[Start Selected extract]
KRGLM: Pseudo-Labeling for Unsupervised Domain Adaptation with Kernel GLMs

This repository contains the numerical experiments and generic solvers for our paper, "Pseudo-Labeling for Unsupervised Domain Adaptation with Kernel GLMs." Our goal is to minimize prediction error in the target domain by leveraging labeled source data and unlabeled target data, despite differences in covariate distributions. We partition the labeled source data into two batches: one for training a family of candidate models, and the other for building an imputation model. This imputation model generates pseudo-labels for the target data, enabling robust model selection.

💡 An Illustrative Example: Necessity of Adapting to Covariate Shift and Proposed Solution

To demonstrate the challenge of covariate shift and how our pseudo-labeling method overcomes it, we provide a toy numerical simulation (reproducible via demo_covariate_shift.ipynb).

The Setup:

Feature space: $[0,1]$.
[End Selected extract]
- Task to carry out:
Extend the kernel GLM pseudo-labeling repository description above, picking up right after its line on the feature space.
[Start Extracted entries]
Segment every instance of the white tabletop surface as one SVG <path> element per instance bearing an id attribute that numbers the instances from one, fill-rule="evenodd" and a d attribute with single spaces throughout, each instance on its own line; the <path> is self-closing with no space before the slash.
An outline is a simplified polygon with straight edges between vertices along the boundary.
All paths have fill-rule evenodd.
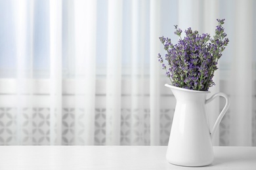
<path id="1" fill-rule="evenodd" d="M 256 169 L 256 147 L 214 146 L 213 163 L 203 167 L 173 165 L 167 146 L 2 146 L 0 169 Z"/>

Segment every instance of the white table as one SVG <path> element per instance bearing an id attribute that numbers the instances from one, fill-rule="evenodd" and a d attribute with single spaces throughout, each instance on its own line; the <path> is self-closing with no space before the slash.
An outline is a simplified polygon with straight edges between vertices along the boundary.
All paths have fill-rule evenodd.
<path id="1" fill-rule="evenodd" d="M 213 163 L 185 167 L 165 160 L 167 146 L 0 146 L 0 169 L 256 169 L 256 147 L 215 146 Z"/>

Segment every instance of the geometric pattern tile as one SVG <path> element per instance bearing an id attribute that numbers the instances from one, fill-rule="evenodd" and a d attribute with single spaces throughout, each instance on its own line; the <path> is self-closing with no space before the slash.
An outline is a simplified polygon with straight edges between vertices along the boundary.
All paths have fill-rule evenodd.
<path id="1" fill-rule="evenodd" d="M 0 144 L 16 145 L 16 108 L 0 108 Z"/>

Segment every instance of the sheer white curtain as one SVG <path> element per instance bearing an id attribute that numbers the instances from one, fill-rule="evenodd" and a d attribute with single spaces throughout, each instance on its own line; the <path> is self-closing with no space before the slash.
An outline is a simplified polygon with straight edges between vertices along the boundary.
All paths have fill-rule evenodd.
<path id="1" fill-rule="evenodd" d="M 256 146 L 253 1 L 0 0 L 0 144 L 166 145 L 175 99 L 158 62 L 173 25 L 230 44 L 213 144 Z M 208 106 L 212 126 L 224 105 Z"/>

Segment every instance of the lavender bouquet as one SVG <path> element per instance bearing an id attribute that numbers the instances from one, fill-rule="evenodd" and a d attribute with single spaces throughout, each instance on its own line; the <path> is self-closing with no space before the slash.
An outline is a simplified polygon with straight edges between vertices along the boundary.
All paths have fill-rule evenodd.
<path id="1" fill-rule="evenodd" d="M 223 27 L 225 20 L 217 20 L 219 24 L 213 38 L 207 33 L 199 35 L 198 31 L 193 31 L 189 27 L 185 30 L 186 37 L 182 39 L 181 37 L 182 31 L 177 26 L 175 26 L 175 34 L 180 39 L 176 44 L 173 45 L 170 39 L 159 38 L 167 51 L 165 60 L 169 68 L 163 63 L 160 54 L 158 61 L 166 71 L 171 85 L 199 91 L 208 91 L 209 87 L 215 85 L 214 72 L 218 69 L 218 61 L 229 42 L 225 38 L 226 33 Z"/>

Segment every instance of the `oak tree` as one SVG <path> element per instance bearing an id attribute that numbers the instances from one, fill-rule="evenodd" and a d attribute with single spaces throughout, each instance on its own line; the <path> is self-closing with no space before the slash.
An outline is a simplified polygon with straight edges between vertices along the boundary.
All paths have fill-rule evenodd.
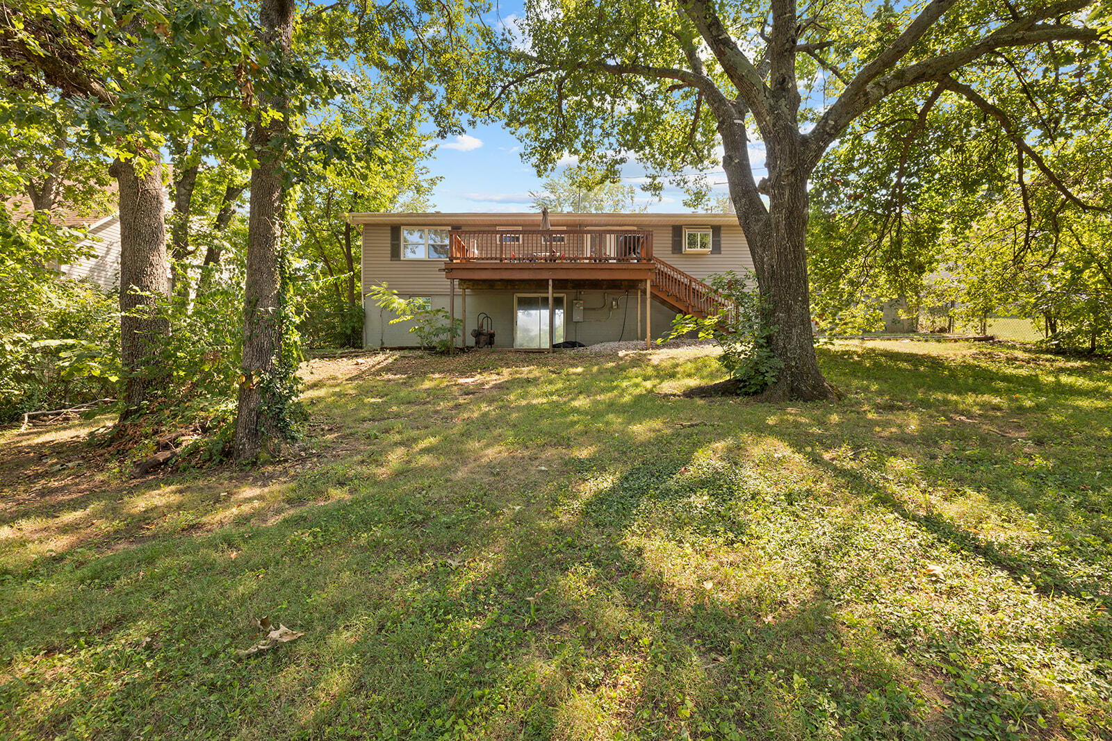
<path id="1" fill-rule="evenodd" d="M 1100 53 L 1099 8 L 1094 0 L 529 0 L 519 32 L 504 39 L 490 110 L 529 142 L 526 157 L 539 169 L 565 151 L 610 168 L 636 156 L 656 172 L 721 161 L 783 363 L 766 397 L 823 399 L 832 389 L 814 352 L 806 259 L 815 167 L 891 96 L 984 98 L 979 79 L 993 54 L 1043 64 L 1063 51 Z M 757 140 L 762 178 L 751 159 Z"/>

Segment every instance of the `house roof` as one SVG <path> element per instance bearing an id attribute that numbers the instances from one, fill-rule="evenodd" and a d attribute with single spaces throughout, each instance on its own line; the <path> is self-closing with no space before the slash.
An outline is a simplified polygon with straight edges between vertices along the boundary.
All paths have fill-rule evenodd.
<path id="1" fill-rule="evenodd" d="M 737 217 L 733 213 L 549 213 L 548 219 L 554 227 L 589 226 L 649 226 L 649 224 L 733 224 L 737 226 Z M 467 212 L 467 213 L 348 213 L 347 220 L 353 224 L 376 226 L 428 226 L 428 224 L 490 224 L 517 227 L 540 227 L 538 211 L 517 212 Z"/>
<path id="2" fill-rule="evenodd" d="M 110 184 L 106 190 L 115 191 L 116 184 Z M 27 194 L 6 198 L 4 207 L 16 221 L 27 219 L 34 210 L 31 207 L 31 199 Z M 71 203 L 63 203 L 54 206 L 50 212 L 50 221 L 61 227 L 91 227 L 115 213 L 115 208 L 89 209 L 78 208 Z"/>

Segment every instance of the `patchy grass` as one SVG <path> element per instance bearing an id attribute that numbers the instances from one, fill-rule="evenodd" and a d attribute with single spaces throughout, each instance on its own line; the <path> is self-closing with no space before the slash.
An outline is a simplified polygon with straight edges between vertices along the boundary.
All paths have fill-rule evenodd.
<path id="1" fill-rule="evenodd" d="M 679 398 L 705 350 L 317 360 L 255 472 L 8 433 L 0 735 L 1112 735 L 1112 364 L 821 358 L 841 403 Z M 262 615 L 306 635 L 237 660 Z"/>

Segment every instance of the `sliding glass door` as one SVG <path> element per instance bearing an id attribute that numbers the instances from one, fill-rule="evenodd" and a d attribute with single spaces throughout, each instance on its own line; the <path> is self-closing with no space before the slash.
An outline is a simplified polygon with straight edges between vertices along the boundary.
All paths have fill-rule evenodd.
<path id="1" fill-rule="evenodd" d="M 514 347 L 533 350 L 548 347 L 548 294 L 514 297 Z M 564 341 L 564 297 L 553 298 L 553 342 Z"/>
[End Extracted entries]
- Response below:
Sample sizes: $n = 4000$ labeled source samples and $n_0 = n$ unlabeled target samples.
Response model: Kernel logistic regression, where $y \mid x \sim \text{Bernoulli}(\sigma(f^\ast(x)))$ with the true latent function $f^\ast(x) = 1.5\cos(2\pi x)$, and $\sigma$ the sigmoid function.
Source covariate distribution ($\mathcal{P}$): Concentrated on the left, $\frac{B}{B+1}\mathcal{U}[0, 1/2] + \frac{1}{B+1}\mathcal{U}[1/2, 1]$ with $B=n^{0.45}$.
Target covariate distribution ($\mathcal{Q}$): Concentrated on the right, $\frac{1}{B+1}\mathcal{U}[0, 1/2] + \frac{B}{B+1}\mathcal{U}[1/2, 1]$ with $B=n^{0.45}$.
Kernel: First-order Sobolev kernel, $K(z,w) = \min(z,w)$.

We split the labeled source data in half. On the first half, we run kernel logistic regression with a grid of different ridge penalty parameters ($\lambda$) to obtain a collection of candidate models.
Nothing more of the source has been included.